* LISTED RECORDS *
····················

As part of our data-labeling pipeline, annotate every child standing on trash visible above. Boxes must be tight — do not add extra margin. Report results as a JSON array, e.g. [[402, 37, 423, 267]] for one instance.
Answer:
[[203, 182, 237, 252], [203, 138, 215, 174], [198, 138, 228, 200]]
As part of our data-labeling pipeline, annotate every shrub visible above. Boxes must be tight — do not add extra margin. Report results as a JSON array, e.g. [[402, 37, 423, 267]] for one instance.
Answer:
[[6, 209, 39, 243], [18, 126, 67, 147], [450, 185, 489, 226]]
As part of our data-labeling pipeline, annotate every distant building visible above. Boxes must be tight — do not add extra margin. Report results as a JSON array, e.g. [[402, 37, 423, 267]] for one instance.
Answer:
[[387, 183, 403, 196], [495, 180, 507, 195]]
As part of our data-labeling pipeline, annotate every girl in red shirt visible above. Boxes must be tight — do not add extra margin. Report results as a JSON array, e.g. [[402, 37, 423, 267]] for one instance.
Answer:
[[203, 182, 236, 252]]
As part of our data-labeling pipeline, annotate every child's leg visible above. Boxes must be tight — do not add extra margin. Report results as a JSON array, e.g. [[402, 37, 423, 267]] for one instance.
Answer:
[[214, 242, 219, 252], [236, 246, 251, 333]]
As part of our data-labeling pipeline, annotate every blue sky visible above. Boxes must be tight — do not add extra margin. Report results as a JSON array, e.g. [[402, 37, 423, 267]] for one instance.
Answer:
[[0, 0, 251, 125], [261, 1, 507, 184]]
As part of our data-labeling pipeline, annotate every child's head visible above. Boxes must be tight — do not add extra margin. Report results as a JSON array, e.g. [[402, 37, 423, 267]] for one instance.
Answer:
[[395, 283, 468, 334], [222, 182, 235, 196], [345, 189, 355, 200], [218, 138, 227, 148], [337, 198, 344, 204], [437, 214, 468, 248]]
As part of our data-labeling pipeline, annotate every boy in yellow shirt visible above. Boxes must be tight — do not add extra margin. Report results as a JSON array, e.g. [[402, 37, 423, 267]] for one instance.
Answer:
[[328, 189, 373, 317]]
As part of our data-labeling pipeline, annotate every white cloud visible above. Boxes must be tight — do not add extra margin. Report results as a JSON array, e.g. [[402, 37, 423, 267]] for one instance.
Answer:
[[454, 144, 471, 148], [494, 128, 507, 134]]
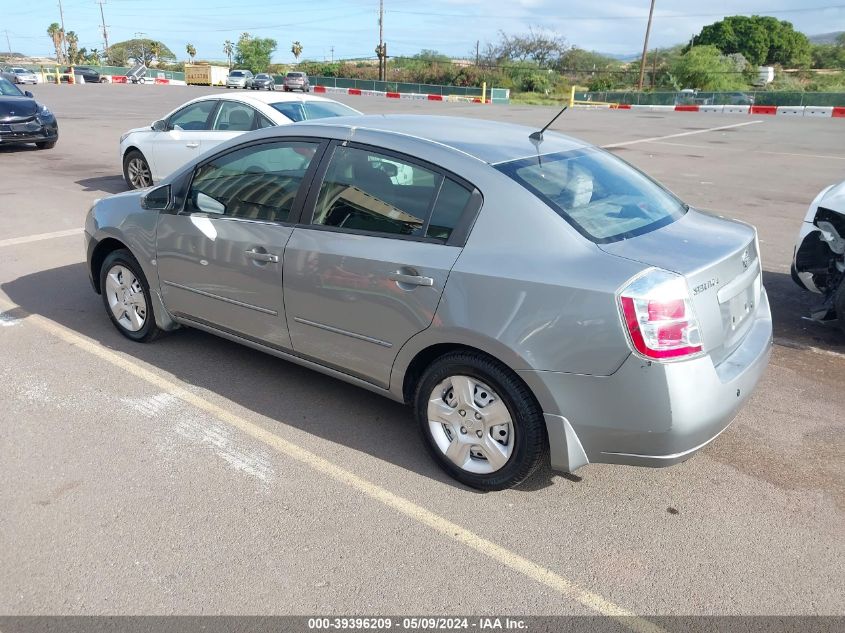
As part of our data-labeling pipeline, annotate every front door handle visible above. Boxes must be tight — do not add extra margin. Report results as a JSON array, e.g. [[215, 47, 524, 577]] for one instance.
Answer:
[[245, 249, 279, 263], [186, 142, 200, 148], [389, 272, 434, 287]]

····················

With the pictures removed, write out exactly the lines from the line containing "As part of our data-labeling pipeline, annotate every boy" through the last line of the material above, both included.

As part of our data-labeling pipeline, annotate every boy in yellow shirt visible above. Boxes must be tight — do not add extra margin. Report results as a JSON array, e.g. [[402, 37, 423, 267]] for one instance.
Answer:
[[328, 189, 373, 317]]
As part of our data-labeling pipeline, annotate every white cloud visible above. Boxes must be tight — do not add extra margin. Report results as a JSON array, e.g. [[402, 37, 423, 267]] for one instance.
Answer:
[[454, 144, 471, 148], [494, 128, 507, 134]]
As part of our data-labeling pipeline, annotate every front door handle visible above. Boxes must be tight — do not add extra margin. Report results as a JSON array, e.g. [[215, 47, 524, 577]] for one instance.
Answer:
[[245, 249, 279, 263], [186, 142, 200, 148], [389, 272, 434, 287]]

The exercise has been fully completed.